— start of Document segment —

SUPERIOR COURT OF PENNSYLVANIA


filed: July 25, 1986.

STEPHEN W. MALIZIA AND DESIREE D. MALIZIA, HIS WIFE, APPELLANTS,
v.
DANIEL F. BECKLEY AND REBECCA BECKLEY, HIS WIFE, AND PAUL LEVI AND CAROL LEVI, T/D/B/A ACTION REAL ESTATE

Appeal from Order Entered on October 24, 1985, in the Court of Common Pleas of Clinton County, Civil Division, No. 315-85.

COUNSEL

Michael F. Salisbury, Lock Haven, for appellants.

Charles J. Weyandt, State College, for appellees.

Cirillo, President Judge, and Tamilia and Hester, JJ.

Author: Hester

[ 355 Pa. Super. Page 258]

This is an appeal from an order striking a default judgment on the ground that appellants' ten-day notice of default judgment pursuant to Pa.R.C.P. 237.1 was not signed by appellants or their attorney. We reject the rationale that absence of a signature could have led the recipients of the notice to believe it was sent by "an interloper in the proceedings," and thus to doubt its authenticity. We reverse.

Appellants commenced this action by filing a complaint against appellees and others alleging material misrepresentations in the sale of a residence to appellants, seeking damages and rescission of the conveyance. The complaint, together with a notice to defend, was served on all defendants, including appellees. Due to appellees' failure to respond, two months after service of the complaint appellants' counsel sent by certified mail a ten-day notice of default judgment to appellees as required by Pa.R.C.P. 237.1. Appellants subsequently filed a praecipe for default judgment, which was entered, and notice of the judgment was mailed to appellees. Almost a month afterward, appellees filed a petition to open or strike the default judgment, alleging, inter alia, that the notice of default judgment was not signed as required by Pa.R.C.P. 237.1.

The trial court, in a hearing conducted on October 24, 1985, considered only the issue of the signature on the notice of default judgment. The court held that absence of a signature was a fatal defect on the face of the record which required that the judgment be stricken. Its reasoning

[ 355 Pa. Super. Page 259]

    was that "there's no indication that it's authentic or legitimate," and it might have been mailed by "an interloper in the proceedings." N.T., October 24, 1985, at 6, 7.*fn1

The allegedly defective notice of default judgment was identical in all respects to the form of notice set forth in Rule 237.1(c) except for the final portion of the form, as to which the rule specifies:

___

(Signature of Plaintiff or Attorney)

— end of Document segment —
— start of Recorded information —

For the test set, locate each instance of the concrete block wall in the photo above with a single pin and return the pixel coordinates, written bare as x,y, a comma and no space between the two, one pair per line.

— end of Recorded information —

Task list.
1: In the court opinion, on what date did the trial court hold its hearing on the signature issue?
2: Retype the court opinion from "Author: Hester" to "authenticity. We reverse.".
3: Continue the court opinion on the unsigned default judgment notice from its final line.

Answers to each task.
1: October 24, 1985.

2:
Author: Hester

[ 355 Pa. Super. Page 258]

This is an appeal from an order striking a default judgment on the ground that appellants' ten-day notice of default judgment pursuant to Pa.R.C.P. 237.1 was not signed by appellants or their attorney. We reject the rationale that absence of a signature could have led the recipients of the notice to believe it was sent by "an interloper in the proceedings," and thus to doubt its authenticity. We reverse.

3:
___

(Address)

Pa.R.C.P. 237.1(c). This portion of appellant's notice read as follows, in typewritten form:

Michael F. Salisbury, Esquire

ROSAMILIA, O'CONNOR & SALISBURY

241 West Main Street

Lock Haven, Pennsylvania 17745

The question is whether the foregoing authentication complies with the rule, which requires the notice to be "substantially" in the form printed therein.

Black's Law Dictionary, Rev. 4th ed. (1968), defines "substantially" as "essentially; without material qualification; in the main; in substance; materially." We hold that the notice in question is "substantially" in the form required by Rule 237.1. The explanatory note which accompanied the rule upon its adoption in 1979 provides some guidance. As to its purpose, the rules committee stated:

The increasing number of petitions being filed in the common pleas courts throughout the Commonwealth to open default judgments and the ensuing appeals have become a matter of concern to the courts.

One part of the problem arises from the entry of "snap judgments" without notice, a practice sharply disapproved by the Superior Court, and the lack of notice is

[ 355 Pa. Super. Page 260]

    frequently singled out as an important factor justifying the opening of a default judgment.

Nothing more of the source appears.